───── Supplied text

What's most exhilarating about the film isn’t the speed demon thrills, however. It's the inclusiveness and the respect the film gives these women, and the recognition that, apart from Bliss, they are all grown women who have found something they can call their own. This is a film set in working class America, a reality that the movies so rarely show anymore. And while we only get glimpses of their lives outside of the track, the few shots of Marcia Gay Harden doing her mail route speaks volumes about all of their lives. Putting on the skates and pads, donning the helmets, they become characters of their own making—Bloody Holly, Rosa Sparks, Eva Destruction, whatever—and put their all into the track and the team. The attraction and the thrill they get from the track is palpable and it's contagious. I'll bet we'll see Seattle's own Rat City Rollergirls get a surge of support in the wake of "Whip It."

Directed by Drew Barrymore; screenplay by Shauna Cross, from her novel; featuring Ellen Page, Marcia Gay Harden, Kristen Wiig, Drew Barrymore, Alia Shawkat, Juliette Lewis, Zoe Bell, Eve, Andrew Wilson, Jimmy Fallon, Daniel Stern. Rated PG-13 for sexual content including crude dialogue, language and drug material. 111 minutes.

──────────
───── Supplied material

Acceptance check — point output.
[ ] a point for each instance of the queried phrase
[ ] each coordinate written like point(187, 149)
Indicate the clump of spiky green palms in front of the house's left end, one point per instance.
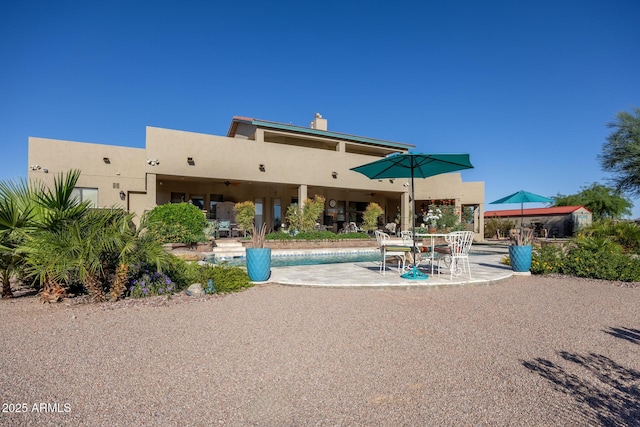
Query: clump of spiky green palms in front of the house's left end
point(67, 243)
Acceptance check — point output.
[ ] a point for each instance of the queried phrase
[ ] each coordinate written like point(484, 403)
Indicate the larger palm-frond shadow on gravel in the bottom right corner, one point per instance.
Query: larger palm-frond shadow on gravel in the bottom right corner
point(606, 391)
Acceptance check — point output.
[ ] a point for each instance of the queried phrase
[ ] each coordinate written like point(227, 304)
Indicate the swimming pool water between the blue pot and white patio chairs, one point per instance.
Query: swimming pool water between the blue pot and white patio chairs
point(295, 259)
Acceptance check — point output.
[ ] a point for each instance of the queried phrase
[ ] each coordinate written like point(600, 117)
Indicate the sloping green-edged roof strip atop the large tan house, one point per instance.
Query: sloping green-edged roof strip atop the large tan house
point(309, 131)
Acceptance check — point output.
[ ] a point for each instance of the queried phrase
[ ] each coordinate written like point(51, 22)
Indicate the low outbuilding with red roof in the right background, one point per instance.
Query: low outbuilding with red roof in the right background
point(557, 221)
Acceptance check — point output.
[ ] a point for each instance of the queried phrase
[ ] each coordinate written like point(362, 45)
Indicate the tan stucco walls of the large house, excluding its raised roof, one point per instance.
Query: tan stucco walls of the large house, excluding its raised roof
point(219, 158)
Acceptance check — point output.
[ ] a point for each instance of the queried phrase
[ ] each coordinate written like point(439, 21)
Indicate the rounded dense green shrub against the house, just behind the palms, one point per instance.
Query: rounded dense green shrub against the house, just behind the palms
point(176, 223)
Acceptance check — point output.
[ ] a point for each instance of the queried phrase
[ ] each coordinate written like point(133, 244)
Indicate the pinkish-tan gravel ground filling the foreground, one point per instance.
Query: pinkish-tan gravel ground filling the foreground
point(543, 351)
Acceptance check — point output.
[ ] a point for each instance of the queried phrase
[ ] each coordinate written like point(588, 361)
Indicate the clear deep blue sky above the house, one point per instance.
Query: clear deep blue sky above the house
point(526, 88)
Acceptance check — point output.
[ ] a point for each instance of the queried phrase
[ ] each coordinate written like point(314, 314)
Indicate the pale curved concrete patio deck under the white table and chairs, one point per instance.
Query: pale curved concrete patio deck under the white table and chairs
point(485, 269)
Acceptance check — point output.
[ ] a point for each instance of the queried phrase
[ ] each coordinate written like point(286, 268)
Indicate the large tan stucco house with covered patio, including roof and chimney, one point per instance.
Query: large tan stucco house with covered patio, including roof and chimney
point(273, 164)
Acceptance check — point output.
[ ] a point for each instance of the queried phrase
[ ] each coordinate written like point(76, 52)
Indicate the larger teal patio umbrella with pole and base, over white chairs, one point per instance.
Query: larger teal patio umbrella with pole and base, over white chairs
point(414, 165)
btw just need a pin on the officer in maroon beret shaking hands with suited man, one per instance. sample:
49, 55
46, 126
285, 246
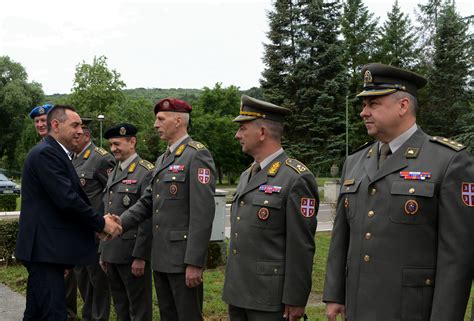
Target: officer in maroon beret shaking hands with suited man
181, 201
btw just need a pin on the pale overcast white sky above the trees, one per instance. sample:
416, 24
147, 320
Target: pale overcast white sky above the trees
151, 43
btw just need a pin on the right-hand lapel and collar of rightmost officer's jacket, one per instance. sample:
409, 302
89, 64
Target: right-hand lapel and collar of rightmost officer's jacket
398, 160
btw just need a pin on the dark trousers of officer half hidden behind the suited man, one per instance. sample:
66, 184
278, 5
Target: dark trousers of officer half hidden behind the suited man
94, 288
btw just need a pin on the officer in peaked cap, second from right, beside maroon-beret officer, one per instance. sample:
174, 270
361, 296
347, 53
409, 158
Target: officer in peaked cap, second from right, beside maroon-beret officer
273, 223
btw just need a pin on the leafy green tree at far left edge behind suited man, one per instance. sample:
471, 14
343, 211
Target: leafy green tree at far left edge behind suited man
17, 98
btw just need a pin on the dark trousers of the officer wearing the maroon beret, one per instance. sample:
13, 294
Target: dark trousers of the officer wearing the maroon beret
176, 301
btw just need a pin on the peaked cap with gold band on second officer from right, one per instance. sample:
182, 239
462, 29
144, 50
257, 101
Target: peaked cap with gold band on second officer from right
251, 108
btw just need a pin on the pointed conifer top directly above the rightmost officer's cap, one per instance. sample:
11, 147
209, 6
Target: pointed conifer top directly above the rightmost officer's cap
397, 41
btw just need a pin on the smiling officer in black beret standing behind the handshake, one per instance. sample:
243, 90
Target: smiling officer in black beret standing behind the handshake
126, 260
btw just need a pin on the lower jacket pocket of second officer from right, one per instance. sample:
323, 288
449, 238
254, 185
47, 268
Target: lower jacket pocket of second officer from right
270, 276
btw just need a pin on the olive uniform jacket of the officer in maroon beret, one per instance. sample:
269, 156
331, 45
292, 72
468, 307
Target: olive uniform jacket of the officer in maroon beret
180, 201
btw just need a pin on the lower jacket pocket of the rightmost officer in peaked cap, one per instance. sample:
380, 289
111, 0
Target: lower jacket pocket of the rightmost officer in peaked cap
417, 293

──────────

▸ Task
Answer these questions from the film review above.
(a) Which cast member is shown doing a mail route?
(b) Who wrote the screenplay, and what was it based on?
(c) What is the film's running time?

▸ Response area
(a) Marcia Gay Harden
(b) Shauna Cross, from her novel
(c) 111 minutes